* Provided text *

Vigilant to vote
The 2004 election was less controversial than the 2000 election only because the popular vote and the Electoral College numbers were not so close ("Early & often," Nov. 6). Both elections revealed similar problems and arguments involving voter registration, electioneering, voting methods, and vote counting. Everyone should demand that registration rolls be cleaned up, all fraud prosecuted, and penalties be sufficient to deter future irregularities. "The price of freedom is vigilance" and always will be.
-John Terneus; Yukon, Ohio
All or none
I was pleased that you picked up on the story of how John Kerry and company seemed to get away with violating the rules regarding politicking from the pulpit ("Pulpit politics," Nov. 6). It's about time that the mass media take note, and that the government applies the law to all groups evenhandedly. H.R. 235, which would abolish such restrictions, would get my vote. Allowing our spiritual leaders to lead and inform congregations on key political issues, just as they did early in our history, would be a welcome change.
-G. Robert Greene; Fredericksburg, Va.
Some white churches in the South supported President Bush and the Republican agenda from the pulpit. I attended a church where before any major election, state or federal, the "right" politicians were introduced and praised in the morning worship service, while Mr. Bush was hailed for his integrity, and on and on.
-Martha Riles; Midwest City, Okla.
As an unrepentant Blue State, center-left, semi-lapsed Catholic Democrat, let me congratulate your side for a marvelous electoral victory. As a gay American, I was wondering whether some fundamentalist, mind-of-God-knowing person, preferably from a Red Flyover State, could take a minute from gloating, listening to right-wing talk radio, or shopping for shampoo and ammo at Wal-Mart to explain why you prefer Bush's America, a creeping fascist police state that's sending your children to be killed in a needless, bloody quagmire, over a Blue State America, where a few of your fellow citizens who happen to be homosexual have the right to marry. On second thought, don't.
-Richard M. Todaro; Washington, D.C.
Thank you for Andree Seu's recent column contending that the possibility that some people are born with a propensity toward homosexuality does not excuse that behavior ("Born that way," Nov. 6). When I was a toddler, I used to get angry to the point of holding my breath till I turned blue and collapsed. Just because I was born with a temper doesn't make it OK to lose it. -Jane Miller; Middletown, Ohio Too many followers of Christ, myself included, have been unsettled by the argument that homosexuality, although condemned throughout Scripture, just might be "natural." It was thrilling, and I admit somewhat embarrassing, to be reminded that, natural or otherwise, biblical morality is not subject to our human tendencies.
-Timothy Jewett; Millersburg, Pa.
Not a tax protester
Referring to me in his column ("Taxing story," Sept. 4), Joel Belz said, "I, for one, earnestly wish for the profound tax reform Mr. Zuniga and his friends say is critical. . . ." But I've never called for tax reform-only for lawful government.
The largest financial fraud in history is the unlawful collection of "income" tax for 90 years. Congress entraps you to sign promissory documents, fork over one-third of your pay without reading the law, certify that you're a "taxpayer," and under penalty of perjury that you owe and promise to pay. The legal principle is simple, the scheme immoral: He who certifies such, even out of ignorance, is obligated. The press is spiking the story: Most Americans are not legally obligated.

* Material supplied *
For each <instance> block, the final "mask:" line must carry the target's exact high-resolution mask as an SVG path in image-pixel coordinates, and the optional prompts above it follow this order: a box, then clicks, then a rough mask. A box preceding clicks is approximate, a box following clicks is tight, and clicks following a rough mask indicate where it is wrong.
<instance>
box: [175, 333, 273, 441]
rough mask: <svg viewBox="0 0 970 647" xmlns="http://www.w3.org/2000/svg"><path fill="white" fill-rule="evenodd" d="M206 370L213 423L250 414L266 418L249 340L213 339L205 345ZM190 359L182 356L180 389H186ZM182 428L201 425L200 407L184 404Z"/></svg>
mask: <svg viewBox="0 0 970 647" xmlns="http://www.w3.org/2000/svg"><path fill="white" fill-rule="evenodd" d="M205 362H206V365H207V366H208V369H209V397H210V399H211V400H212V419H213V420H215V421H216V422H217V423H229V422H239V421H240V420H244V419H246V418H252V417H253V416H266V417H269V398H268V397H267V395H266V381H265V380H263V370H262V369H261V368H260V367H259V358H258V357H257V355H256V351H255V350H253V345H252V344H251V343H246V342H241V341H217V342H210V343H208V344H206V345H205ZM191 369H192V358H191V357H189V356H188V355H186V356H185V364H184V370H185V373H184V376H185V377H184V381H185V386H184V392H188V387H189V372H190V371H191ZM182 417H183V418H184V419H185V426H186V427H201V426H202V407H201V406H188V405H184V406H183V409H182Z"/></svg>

* Required work *
Do these statements agree with the letters page above? Answer yes or no for each, and quote the deciding words. (a) G. Robert Greene would vote for H.R. 235. (b) Mr. Zuniga has called for tax reform. (c) John Terneus calls the 2004 election more controversial than the 2000 election.

* Answer box *
(a) Yes: "H.R. 235, which would abolish such restrictions, would get my vote."
(b) No: "But I've never called for tax reform-only for lawful government."
(c) No: "The 2004 election was less controversial than the 2000 election"